__Okuma Parçası__.
◆ ◆ ◆

Köprünün dört ayağını süsleyen ‘Oturan Aslanlar’ heykeltıraş Janos Marsolska tarafından yapılmışlardır. Efsaneye göre, köprünün açılış günü, taş işçilerinden birinin heykeltıraşın aslanların dilini yapmayı unuttuğunu söylediği ve bu yüzden de heykeltıraşın utanç içinde Tuna Nehri’ne atlayarak hayatına son verdiği anlatılır. Bu, köprüye hava vermek için yazılmış bir efsanedir.  İnanmayın! Marsolska intihar etmemiştir. Hatta tam tersine, aslanlara neden dil yapmadığını soranlara cevabı ‘Bunlar aslan, köpek değil’ olmuştur! Marsolska günümüzde, Türkiye'de sanatını icra edip böyle haddini bilmez tavırlarla konuşsaydı, eminim anasını alır Budapeşte'ye döner, ya da 'Silivri'de bir süre sinirlerini yontardı!

Budin Kalesi'ne şöööyle aşağıdan kafayı kaldırıp bakınca, kıvrıla kıvrıla tepeye doğru çıkan parke taş döşeli dik yokuşu gözümüz yemedi ve hemen fenikülere yöneldik. Çocuklar feniküleri görünce epey sevindiler. Bu yaşta etraftaki ıvır zıvır ile onları oyalamak kolay, ama yaşları biraz büyüyünce "Hadi kalk Budin Kalesi'ni göreceğiz" desek fırçayı yeriz.


Feniküler 1870'de yapılmış. İki kulübemsi araçtan oluşuyor. 800 HUF civarı - 5 TL - bir para alıyorlar adambaşı. Çocuklar fasulye! Ağır ağır dik tepeye doğru yol alırken aşağımızda kalan manzarayı seyretmeye doyum olmuyor. Gözüm hemen Osmanlı'dan kalan eserleri arıyor ama öyle gözle görünür bir şey yok. Şaşırmamak lazım çünkü 1686'daki Kutsal Kuşatma esnasında kale çok ciddi hasar görüyor. İş onla kalsa iyi, yüzyıllar boyunca süren savaşların üzerine bir de Nazi işgali... Bir çok yapının bu kadar iyi bir biçimde hala ayakta kalabilmesi  bana sorarsanız mucize. Kale gerçekten şehir gibi. Sandor Sarayı, Macar Ulusal Galerisi ve Budapeşte Tarih Müzesi'ni ancak dışardan tavaf edebiliyoruz. Kale'nin manzarası en güzel noktasında keman çalan yaşlı amcanın notalarını bir süre dinledikten sonra inişe geçiyoruz. Feniküler yerine kalenin yan cephesinden yılan gibi kıvrılan parke taşlı yoldan inmek puset ile biraz zor oluyor, ama hem kalenin görkemini daha iyi anlamak hem de altımızda uzanan Tuna manzarasını doya doya seyretmek için harika bir parkur bu! Çocuklar da parke taşların üzerinde zıplayarak kendilerine oyun yaratıyorlar.

◆ ◆ ◆

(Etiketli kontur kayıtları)
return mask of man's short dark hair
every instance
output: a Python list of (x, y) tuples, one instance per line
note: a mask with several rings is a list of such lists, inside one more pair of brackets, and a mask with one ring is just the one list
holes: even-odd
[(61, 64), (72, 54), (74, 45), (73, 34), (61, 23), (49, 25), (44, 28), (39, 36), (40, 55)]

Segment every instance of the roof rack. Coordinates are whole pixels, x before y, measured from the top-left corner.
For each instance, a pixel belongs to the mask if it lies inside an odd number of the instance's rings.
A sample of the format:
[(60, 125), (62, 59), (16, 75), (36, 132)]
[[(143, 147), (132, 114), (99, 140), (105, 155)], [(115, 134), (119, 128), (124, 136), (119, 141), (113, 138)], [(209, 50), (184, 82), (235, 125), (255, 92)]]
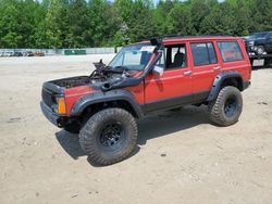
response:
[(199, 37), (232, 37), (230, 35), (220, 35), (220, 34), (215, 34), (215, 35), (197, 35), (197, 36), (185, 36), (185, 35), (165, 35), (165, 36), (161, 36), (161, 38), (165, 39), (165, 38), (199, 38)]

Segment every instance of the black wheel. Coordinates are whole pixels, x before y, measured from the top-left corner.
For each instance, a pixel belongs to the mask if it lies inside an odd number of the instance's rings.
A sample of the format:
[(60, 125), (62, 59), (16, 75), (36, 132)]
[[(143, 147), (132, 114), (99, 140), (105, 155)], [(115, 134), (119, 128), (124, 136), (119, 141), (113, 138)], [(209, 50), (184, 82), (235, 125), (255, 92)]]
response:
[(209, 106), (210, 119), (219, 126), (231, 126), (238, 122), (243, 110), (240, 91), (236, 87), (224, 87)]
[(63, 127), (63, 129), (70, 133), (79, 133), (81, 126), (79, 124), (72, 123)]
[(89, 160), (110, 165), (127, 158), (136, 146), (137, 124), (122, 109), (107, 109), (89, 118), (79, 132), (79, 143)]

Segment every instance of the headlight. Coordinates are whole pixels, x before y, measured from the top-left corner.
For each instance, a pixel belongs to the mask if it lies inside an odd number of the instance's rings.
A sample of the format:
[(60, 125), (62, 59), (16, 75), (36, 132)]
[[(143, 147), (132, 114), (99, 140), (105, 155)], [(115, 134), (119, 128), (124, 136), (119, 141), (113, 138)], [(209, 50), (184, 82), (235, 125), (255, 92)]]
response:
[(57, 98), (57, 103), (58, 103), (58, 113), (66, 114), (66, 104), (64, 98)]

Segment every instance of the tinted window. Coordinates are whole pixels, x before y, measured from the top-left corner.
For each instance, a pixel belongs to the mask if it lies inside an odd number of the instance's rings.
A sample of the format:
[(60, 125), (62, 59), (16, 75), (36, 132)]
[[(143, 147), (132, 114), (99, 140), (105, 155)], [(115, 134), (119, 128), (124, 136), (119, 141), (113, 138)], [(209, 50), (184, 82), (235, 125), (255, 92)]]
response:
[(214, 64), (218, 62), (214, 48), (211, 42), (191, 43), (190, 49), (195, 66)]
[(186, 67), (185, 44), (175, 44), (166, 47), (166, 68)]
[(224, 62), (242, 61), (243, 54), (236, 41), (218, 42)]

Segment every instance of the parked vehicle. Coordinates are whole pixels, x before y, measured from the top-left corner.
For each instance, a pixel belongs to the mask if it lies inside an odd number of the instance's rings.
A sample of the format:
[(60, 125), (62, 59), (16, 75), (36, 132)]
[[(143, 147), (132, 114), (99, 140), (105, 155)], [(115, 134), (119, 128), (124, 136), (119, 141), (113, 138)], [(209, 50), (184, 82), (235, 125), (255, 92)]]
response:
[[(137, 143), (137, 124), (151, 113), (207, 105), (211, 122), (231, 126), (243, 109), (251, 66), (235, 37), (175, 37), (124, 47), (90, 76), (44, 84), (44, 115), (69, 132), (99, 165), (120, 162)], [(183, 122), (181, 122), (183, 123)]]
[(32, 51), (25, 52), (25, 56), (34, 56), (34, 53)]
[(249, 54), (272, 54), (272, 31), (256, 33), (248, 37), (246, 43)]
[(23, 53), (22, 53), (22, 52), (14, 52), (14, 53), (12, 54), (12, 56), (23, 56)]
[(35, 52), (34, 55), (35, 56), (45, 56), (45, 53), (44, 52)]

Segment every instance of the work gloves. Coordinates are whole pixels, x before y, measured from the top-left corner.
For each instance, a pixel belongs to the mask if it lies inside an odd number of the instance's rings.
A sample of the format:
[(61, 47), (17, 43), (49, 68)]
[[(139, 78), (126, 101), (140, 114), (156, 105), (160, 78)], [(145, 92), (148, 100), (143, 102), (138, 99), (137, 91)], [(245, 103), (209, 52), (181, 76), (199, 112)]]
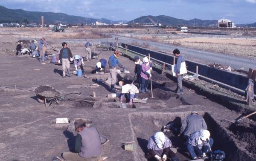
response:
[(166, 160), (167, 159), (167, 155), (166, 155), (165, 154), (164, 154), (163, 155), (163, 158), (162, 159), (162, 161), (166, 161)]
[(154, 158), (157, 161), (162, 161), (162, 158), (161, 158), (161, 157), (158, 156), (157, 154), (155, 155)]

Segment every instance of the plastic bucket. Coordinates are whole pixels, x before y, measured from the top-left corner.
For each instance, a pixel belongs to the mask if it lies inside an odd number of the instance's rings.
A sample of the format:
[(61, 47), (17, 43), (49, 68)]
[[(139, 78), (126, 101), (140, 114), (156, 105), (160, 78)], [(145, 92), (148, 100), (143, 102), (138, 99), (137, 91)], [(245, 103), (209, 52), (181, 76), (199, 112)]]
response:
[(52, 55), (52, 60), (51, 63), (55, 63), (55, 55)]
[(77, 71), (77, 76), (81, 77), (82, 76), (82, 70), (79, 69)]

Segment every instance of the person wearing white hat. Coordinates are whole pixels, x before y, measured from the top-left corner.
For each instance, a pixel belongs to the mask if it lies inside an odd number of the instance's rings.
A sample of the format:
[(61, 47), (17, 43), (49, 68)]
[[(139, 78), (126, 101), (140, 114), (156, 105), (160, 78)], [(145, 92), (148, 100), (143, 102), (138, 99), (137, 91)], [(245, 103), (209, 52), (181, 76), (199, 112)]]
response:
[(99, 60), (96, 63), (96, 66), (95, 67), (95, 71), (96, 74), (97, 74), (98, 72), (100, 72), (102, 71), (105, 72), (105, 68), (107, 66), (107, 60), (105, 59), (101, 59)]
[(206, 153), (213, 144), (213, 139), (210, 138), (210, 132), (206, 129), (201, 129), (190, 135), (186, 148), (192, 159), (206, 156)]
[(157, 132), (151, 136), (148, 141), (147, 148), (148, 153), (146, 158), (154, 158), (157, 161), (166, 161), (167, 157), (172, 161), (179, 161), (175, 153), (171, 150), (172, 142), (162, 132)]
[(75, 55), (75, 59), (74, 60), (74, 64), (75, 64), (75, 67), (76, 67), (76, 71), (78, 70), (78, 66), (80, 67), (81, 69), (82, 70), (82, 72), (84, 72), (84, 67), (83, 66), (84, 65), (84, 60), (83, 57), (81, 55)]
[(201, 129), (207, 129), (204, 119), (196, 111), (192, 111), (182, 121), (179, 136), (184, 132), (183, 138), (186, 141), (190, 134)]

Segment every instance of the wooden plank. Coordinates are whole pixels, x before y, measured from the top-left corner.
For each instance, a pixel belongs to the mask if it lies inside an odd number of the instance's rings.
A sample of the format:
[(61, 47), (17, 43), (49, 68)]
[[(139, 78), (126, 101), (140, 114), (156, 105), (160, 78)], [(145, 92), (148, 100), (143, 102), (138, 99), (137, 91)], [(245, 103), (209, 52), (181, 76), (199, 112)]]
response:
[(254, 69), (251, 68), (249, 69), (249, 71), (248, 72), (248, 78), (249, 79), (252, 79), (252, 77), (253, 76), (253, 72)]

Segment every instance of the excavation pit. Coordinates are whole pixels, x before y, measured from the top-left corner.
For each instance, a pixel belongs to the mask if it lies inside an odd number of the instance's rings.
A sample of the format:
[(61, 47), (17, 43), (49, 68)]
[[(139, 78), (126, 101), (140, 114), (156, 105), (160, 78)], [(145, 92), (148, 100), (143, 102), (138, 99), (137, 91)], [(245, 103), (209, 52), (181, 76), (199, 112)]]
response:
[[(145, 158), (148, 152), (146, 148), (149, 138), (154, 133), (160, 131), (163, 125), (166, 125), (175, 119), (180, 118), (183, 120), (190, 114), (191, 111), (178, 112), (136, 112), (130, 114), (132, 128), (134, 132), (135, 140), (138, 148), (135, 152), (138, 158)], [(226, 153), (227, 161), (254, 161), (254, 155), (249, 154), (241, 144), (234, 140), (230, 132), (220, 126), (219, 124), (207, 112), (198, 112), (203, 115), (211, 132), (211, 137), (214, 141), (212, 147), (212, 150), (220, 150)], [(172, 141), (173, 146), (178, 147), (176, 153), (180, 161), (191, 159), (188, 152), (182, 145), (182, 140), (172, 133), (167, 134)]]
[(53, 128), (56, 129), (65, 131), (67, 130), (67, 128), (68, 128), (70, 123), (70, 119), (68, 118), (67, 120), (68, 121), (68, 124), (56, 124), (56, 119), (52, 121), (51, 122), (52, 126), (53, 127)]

◆ ◆ ◆

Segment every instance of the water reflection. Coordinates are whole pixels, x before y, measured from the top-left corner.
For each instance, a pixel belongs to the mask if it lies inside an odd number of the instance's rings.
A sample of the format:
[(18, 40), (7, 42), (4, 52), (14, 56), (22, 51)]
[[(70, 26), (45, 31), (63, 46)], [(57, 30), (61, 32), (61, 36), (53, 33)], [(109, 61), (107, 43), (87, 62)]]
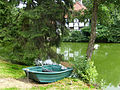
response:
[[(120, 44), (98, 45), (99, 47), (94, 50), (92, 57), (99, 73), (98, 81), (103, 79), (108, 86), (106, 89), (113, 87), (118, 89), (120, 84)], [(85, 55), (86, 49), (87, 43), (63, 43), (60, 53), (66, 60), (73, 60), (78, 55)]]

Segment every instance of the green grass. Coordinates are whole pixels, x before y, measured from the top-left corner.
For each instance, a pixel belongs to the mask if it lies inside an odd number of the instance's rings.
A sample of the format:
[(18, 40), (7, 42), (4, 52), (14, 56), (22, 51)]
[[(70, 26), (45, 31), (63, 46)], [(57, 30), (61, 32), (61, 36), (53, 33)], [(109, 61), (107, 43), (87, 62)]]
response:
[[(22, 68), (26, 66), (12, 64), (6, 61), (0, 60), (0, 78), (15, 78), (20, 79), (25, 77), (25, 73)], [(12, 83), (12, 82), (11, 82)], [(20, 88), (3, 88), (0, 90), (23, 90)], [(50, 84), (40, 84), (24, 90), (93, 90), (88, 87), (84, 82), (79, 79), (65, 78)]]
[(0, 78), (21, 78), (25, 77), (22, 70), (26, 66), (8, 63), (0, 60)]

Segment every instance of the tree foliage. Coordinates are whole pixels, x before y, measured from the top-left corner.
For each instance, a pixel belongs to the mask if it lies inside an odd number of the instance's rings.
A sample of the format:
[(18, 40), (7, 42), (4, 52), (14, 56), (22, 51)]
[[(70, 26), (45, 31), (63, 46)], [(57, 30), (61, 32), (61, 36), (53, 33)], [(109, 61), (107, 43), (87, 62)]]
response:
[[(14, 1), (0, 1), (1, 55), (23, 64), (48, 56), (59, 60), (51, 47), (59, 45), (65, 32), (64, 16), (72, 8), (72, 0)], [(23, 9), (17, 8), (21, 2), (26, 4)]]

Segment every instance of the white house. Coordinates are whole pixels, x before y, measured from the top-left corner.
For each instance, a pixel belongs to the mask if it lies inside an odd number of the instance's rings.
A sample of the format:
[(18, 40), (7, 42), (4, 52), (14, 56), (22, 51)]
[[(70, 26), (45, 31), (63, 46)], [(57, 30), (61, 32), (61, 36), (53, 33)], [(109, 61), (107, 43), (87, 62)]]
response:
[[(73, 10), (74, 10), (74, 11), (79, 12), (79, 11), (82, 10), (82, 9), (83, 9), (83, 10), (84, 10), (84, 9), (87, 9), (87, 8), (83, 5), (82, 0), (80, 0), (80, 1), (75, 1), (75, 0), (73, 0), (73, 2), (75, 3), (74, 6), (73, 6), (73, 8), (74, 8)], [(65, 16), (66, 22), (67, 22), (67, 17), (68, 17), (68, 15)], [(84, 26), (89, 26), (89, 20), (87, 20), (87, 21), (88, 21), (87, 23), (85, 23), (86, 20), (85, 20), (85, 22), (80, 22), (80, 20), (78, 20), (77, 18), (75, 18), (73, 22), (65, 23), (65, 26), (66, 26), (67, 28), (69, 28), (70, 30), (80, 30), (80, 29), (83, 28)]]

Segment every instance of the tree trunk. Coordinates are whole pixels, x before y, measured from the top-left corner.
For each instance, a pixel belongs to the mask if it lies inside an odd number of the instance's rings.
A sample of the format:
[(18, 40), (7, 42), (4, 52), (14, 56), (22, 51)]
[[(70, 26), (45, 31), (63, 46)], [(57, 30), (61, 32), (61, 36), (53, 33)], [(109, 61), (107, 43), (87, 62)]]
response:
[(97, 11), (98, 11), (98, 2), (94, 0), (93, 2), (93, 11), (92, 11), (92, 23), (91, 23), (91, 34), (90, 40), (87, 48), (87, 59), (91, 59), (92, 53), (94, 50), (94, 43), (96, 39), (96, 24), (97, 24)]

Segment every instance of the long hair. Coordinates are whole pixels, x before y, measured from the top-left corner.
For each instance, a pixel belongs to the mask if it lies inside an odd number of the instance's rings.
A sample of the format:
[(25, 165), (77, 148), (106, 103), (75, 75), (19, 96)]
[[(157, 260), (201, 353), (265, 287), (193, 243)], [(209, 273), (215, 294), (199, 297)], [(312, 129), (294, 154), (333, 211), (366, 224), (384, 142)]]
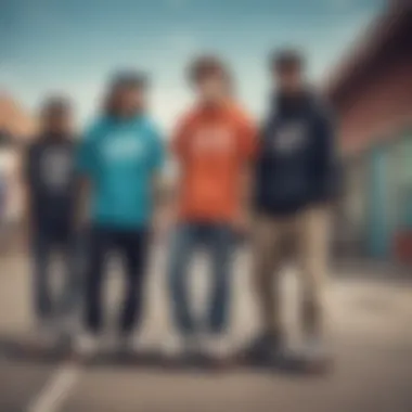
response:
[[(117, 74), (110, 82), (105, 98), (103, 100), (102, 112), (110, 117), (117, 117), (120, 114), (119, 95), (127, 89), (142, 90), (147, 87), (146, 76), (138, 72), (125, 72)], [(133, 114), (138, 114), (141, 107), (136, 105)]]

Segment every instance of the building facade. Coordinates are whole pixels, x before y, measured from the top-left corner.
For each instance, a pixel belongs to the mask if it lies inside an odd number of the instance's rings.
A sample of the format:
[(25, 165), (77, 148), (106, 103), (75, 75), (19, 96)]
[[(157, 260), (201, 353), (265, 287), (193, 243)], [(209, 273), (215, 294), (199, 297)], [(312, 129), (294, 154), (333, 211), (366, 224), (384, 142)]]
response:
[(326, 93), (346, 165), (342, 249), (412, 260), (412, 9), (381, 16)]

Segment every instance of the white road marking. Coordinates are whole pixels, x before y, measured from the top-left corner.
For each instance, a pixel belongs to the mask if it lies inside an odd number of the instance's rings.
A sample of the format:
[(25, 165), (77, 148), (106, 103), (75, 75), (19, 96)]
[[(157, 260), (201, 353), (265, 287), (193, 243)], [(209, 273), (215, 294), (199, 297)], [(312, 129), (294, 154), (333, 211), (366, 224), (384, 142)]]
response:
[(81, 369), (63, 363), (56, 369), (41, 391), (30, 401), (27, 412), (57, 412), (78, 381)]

◆ ◆ ◆

__Alıştırma__. Budapeşte'deki köprüyü ve Budin Kalesi gezisini anlatan okuma parçasını kaldığı yerden sürdürün. Kayıtların bu çalışmada hiçbir rolü yoktur.

__Nihai Sonuç__.
Güneş artık dağların arasında kaybolmak üzere. Ekim ayındayız. Gündüz üşütmeyen hava güneşin gitmesiyle bir anda soğuyor. Çocuklar artık acıkmaya ve yorulmaya başladılar. Karanlık çökmeden Zincirli Köprü'yü geçip Peşte'ye ayak basıyoruz. Paşa, köprü üzerindeki aslan heykellerine bayılıyor. Aslan kükremesi gibi sesler çıkarıp bol bol kıkırdıyor.





Jozsef Atilla Caddesi boyunca yürüyoruz. Sanki salgın hastalık yaşanmış da, insanlar kaçmış gibi şehir bomboş! Kaleden bol bol kubbesinin fotoğrafını çektiğimiz St. Stephen Kilisesi'nin önündeyiz. Bence bu basilika, parlamento binası ile beraber şehrin en güzel, en göze çarpan binası. Bu bölge eski yapıları, şık kafeleri, restoranları ve barları ile Roma'yı anımsatıyor. Sokaklar trafiğe kapalı olduğu için  yürüyüş de keyifli.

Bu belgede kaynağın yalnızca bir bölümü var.